*** Begin section ***
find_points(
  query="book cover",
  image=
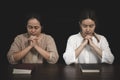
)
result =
(90, 68)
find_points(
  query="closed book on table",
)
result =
(90, 68)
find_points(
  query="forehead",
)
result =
(88, 21)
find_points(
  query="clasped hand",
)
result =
(33, 41)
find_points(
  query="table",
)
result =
(65, 72)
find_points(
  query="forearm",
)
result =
(19, 55)
(79, 50)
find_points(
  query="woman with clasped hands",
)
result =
(33, 46)
(87, 46)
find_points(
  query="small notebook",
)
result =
(21, 71)
(90, 68)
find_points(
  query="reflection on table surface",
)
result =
(64, 72)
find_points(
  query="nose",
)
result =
(32, 30)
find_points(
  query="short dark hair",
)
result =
(88, 13)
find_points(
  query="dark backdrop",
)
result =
(60, 21)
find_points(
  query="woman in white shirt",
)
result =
(87, 46)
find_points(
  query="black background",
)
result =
(60, 21)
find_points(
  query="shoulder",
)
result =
(74, 36)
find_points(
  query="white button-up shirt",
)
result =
(87, 55)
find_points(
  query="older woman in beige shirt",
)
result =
(33, 46)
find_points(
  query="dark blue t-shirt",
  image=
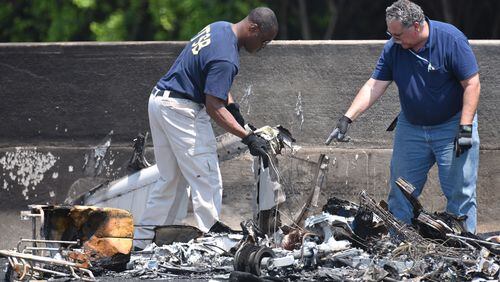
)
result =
(207, 65)
(429, 95)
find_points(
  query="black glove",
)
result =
(234, 109)
(463, 141)
(257, 145)
(339, 132)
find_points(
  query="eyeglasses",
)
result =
(264, 43)
(430, 67)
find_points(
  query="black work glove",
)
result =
(234, 109)
(257, 145)
(340, 130)
(463, 141)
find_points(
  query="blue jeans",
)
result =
(416, 149)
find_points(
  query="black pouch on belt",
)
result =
(393, 124)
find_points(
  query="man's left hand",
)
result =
(463, 141)
(234, 109)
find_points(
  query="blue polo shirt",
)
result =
(207, 65)
(429, 95)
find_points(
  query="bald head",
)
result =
(265, 19)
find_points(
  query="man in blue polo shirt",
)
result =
(437, 77)
(195, 89)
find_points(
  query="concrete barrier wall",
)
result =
(59, 100)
*** End section ***
PROBLEM DETAILS:
Leaving out only the pictures, return the material above unchanged.

ANSWER SPACE:
find_points(
  query="book cover",
  image=
)
result =
(90, 68)
find_points(
  query="closed book on table",
)
result =
(90, 68)
find_points(
  query="forehead",
)
result =
(88, 21)
find_points(
  query="clasped hand",
)
result =
(33, 41)
find_points(
  query="table",
)
result =
(65, 72)
find_points(
  query="forearm",
)
result =
(19, 55)
(79, 50)
find_points(
  query="woman with clasped hands",
)
result =
(33, 46)
(87, 46)
find_points(
  query="small notebook",
)
result =
(21, 71)
(90, 68)
find_points(
  query="reflection on table surface",
)
result =
(64, 72)
find_points(
  query="nose",
)
result =
(32, 30)
find_points(
  query="short dark hair",
)
result =
(88, 13)
find_points(
  query="dark backdrop",
)
result =
(60, 21)
find_points(
  query="woman in white shirt",
)
result =
(87, 46)
find_points(
  query="black background",
)
result =
(60, 21)
find_points(
  query="shoulder",
)
result =
(74, 36)
find_points(
  query="white button-up shirt",
)
result =
(87, 55)
find_points(
  query="older woman in beige shirt",
)
result =
(33, 46)
find_points(
  query="dark blue t-shirt",
  image=
)
result =
(207, 65)
(429, 95)
find_points(
  query="black glove",
)
result =
(234, 109)
(463, 141)
(257, 145)
(339, 132)
find_points(
  query="eyeglasses",
)
result =
(264, 43)
(430, 67)
find_points(
  query="black work glove",
)
result =
(234, 109)
(257, 145)
(340, 130)
(463, 141)
find_points(
  query="blue jeans",
)
result =
(416, 149)
find_points(
  query="black pouch on belt",
)
result =
(393, 124)
find_points(
  query="man's left hand",
)
result =
(463, 141)
(234, 109)
find_points(
  query="blue polo shirt",
)
result =
(207, 65)
(429, 95)
find_points(
  query="bald head",
)
result =
(265, 19)
find_points(
  query="man in blue polo shirt",
)
result =
(437, 77)
(195, 89)
find_points(
  query="concrete barrier wall",
)
result =
(59, 100)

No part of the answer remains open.